[Location labeling records]

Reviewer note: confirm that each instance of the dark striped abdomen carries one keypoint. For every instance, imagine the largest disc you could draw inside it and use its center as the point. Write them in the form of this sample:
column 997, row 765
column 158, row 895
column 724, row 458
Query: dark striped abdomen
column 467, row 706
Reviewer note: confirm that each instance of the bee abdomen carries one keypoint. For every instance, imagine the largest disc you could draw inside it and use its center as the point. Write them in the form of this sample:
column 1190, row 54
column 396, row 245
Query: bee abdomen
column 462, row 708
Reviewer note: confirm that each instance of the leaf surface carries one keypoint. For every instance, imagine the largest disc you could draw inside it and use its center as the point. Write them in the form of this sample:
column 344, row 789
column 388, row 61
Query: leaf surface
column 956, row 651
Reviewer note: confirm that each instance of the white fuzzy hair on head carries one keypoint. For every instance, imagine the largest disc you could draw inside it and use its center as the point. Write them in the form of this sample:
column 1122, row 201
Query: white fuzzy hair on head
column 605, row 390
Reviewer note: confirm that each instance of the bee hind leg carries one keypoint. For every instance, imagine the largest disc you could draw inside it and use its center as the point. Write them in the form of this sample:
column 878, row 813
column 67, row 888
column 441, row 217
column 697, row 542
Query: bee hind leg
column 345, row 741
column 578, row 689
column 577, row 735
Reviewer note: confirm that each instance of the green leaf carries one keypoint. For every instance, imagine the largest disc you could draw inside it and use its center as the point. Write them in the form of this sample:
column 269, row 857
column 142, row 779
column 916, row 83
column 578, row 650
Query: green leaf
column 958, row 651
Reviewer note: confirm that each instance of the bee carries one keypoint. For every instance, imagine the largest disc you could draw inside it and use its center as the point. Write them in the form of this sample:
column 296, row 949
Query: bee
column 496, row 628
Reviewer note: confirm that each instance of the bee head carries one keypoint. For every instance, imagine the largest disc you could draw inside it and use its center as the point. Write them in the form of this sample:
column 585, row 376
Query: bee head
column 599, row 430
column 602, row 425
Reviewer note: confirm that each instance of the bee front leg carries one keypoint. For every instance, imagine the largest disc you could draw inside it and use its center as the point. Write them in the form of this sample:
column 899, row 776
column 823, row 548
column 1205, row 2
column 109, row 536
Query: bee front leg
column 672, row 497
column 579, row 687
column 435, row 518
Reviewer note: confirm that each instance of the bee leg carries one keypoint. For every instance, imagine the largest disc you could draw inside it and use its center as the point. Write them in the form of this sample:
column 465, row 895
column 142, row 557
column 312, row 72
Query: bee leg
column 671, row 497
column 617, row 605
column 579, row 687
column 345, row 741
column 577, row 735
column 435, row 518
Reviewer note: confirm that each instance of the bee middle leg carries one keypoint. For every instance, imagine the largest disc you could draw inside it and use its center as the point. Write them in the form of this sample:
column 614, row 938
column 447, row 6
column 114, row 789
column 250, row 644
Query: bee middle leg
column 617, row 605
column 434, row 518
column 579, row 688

## WHAT YOU SHOULD DO
Make an exact copy of all the data.

## RIGHT ANSWER
Reviewer note: confirm that each instance of the dark striped abdomen carries one keypoint. For every instance, imagine the largest disc you could draw inside it and use its center as the point. Write them in the form of this sample:
column 997, row 765
column 158, row 895
column 724, row 458
Query: dark striped abdomen
column 467, row 706
Reviewer note: confirm that each instance of the bee abdomen carries one keypoint. For every instance, imagine the largest disc you could draw inside it and use its center as the point. Write them in the form of this sample:
column 1190, row 54
column 396, row 245
Query: bee abdomen
column 462, row 708
Reviewer note: confirm that each instance of the leaf surface carries one keypoint. For every instance, imagine the largest disc you could draw inside it and use its center as the point. Write them in the form of this sample:
column 344, row 789
column 388, row 61
Query: leaf surface
column 956, row 651
Reviewer note: confirm that each instance of the white fuzzy hair on head carries one keypoint. For every instance, imagine the largest disc you could draw inside it and use its center as the point. Write them in the form of this sample:
column 1122, row 201
Query: white fuzzy hair on head
column 605, row 390
Reviewer note: confirm that each instance of the bee hind leg carries one keypoint. For every instance, imagine the largest disc you could draw inside it and use its center as the point. Write them in the form of this sample:
column 878, row 813
column 67, row 888
column 441, row 217
column 697, row 542
Query: bee hind leg
column 345, row 741
column 578, row 689
column 577, row 735
Reviewer note: confirm that each instance of the green leaf carries one keypoint. For every instance, imagine the largest disc you could draw inside it and use its center as the point. Write them in the form of this sample:
column 269, row 857
column 142, row 779
column 916, row 83
column 578, row 650
Query: green leaf
column 958, row 651
Reviewer note: confirm that each instance of the bee carries one keypoint. For every instance, imagine the largest disc you could draw inside it and use its center as the point. Write them in the form of this sample:
column 296, row 949
Query: bee
column 496, row 628
Reviewer note: confirm that each instance of the bee head carries one keypoint. For every instance, imagine the largest disc you could draw inside it and use its center as the point. Write them in the form of this sample:
column 585, row 376
Query: bee head
column 599, row 430
column 602, row 425
Reviewer note: confirm that each instance of the bee front leg carries one keypoint. For every instance, imagine the largest disc you could draw inside it and use its center as the point. Write them in the form of this sample:
column 899, row 776
column 823, row 548
column 1205, row 2
column 109, row 536
Query: bee front leg
column 672, row 497
column 579, row 687
column 435, row 518
Reviewer note: confirm that each instance of the bee leg carries one keypoint. For every instance, imagine the largest disc you could draw inside it and use its center as the point. Write them in the form of this sample:
column 465, row 895
column 142, row 557
column 312, row 72
Query: bee leg
column 671, row 497
column 617, row 605
column 579, row 687
column 345, row 741
column 577, row 735
column 435, row 518
Reviewer note: confirm that each instance of the bee middle leg carries one keypoint. For every instance, imagine the largest disc you could draw inside it and use its center as the point. Write them in the form of this sample:
column 614, row 938
column 447, row 6
column 114, row 789
column 250, row 644
Query: bee middle leg
column 617, row 605
column 434, row 518
column 579, row 688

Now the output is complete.